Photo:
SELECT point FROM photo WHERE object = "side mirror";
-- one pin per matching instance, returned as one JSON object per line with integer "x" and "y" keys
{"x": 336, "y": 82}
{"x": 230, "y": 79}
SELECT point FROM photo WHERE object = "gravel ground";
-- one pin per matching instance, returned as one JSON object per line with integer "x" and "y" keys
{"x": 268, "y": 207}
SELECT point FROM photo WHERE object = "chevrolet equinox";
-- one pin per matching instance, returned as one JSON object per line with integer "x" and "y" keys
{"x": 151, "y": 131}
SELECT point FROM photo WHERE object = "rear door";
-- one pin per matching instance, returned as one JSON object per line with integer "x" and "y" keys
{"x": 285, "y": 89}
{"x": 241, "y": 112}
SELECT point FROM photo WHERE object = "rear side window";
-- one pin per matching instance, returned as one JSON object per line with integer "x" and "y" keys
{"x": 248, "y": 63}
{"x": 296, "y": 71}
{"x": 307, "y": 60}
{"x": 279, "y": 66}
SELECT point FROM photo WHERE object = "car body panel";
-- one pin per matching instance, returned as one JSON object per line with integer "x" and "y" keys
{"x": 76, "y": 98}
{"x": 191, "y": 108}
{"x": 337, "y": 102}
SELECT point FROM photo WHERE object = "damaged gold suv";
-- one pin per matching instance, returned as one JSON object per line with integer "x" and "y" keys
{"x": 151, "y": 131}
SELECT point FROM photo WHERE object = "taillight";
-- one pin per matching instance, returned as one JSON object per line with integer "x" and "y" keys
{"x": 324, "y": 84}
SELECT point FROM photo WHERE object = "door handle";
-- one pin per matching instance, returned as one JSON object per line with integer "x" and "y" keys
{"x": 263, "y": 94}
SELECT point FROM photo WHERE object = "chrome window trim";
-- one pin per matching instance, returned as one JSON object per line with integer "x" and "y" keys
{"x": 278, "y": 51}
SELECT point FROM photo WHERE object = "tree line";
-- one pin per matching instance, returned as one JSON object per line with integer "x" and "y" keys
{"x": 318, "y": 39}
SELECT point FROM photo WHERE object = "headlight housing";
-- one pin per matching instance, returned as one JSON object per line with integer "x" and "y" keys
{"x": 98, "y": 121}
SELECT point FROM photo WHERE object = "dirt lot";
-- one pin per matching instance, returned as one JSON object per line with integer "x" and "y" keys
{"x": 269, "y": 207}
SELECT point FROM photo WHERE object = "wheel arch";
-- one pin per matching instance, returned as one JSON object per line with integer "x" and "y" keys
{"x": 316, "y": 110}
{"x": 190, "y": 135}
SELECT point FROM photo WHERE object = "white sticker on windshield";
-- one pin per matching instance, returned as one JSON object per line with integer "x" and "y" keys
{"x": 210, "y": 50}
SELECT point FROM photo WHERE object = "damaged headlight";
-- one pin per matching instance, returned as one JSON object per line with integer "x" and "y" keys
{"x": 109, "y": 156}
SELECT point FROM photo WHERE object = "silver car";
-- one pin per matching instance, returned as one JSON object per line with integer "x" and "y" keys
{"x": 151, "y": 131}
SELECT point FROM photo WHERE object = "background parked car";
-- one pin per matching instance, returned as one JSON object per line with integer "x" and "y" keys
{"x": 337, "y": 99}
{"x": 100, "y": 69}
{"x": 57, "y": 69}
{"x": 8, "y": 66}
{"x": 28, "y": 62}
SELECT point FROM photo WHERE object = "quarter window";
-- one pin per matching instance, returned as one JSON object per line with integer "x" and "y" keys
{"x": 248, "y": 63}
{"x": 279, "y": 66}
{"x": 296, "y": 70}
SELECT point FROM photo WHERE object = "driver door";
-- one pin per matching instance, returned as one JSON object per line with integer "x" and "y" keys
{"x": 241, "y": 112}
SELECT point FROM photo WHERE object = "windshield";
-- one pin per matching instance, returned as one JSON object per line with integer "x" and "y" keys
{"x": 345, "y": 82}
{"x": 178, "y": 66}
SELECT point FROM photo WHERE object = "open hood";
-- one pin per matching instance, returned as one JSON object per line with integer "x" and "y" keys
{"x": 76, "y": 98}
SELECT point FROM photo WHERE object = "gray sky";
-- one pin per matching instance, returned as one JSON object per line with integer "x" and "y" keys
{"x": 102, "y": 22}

------------------------

**BRIEF:** Search the data above for the string "windshield" and return every line that has it.

**REPLY:**
SELECT point FROM photo WHERE object = "white sticker on windshield";
SELECT point FROM photo WHERE object = "windshield";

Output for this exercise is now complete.